begin EXTRACTED RECORDS
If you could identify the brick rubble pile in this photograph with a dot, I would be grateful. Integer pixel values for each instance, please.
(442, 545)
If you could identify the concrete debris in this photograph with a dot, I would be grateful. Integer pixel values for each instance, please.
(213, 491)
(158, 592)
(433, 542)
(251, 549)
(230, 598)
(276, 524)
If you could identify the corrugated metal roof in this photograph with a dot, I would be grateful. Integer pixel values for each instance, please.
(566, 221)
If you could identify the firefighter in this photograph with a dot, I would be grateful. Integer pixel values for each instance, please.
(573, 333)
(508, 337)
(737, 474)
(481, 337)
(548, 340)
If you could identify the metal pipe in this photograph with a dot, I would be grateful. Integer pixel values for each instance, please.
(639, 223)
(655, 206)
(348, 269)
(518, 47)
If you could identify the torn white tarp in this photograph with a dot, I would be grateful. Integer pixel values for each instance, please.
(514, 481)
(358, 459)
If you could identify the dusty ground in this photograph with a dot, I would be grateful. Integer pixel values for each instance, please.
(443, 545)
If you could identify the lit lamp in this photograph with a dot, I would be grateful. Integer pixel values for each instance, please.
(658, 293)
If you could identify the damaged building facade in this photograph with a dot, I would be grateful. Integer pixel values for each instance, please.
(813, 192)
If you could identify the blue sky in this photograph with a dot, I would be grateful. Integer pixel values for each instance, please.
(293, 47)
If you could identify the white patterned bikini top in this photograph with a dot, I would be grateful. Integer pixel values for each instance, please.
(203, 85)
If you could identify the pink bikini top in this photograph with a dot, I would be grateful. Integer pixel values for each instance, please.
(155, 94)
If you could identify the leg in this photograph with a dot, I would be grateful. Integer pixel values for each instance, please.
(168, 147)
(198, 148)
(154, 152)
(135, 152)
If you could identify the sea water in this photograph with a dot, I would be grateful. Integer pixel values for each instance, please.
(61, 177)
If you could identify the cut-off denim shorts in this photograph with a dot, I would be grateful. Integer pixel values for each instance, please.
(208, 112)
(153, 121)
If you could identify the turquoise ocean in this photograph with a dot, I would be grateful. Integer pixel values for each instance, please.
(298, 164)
end EXTRACTED RECORDS
begin EXTRACTED RECORDS
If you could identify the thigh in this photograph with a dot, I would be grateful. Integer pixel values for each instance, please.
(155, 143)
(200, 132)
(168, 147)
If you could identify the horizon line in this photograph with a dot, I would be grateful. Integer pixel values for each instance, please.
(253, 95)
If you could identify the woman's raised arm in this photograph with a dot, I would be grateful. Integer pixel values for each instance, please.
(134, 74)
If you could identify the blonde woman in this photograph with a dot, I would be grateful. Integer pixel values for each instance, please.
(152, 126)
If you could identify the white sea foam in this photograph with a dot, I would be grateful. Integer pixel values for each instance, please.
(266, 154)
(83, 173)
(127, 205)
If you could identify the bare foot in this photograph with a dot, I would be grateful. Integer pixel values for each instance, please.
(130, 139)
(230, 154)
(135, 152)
end EXTRACTED RECORDS
Return each line of the material above that contains the word "metal", copied in full.

* _RESULT OF THE EXERCISE_:
If you could identify the corrugated metal roof in this photograph with a dot, I would be grateful. Integer pixel values for each instance, please.
If you could identify the metal pipe in this photograph with a dot, I would be grateful. Integer pixel values for each instance, please.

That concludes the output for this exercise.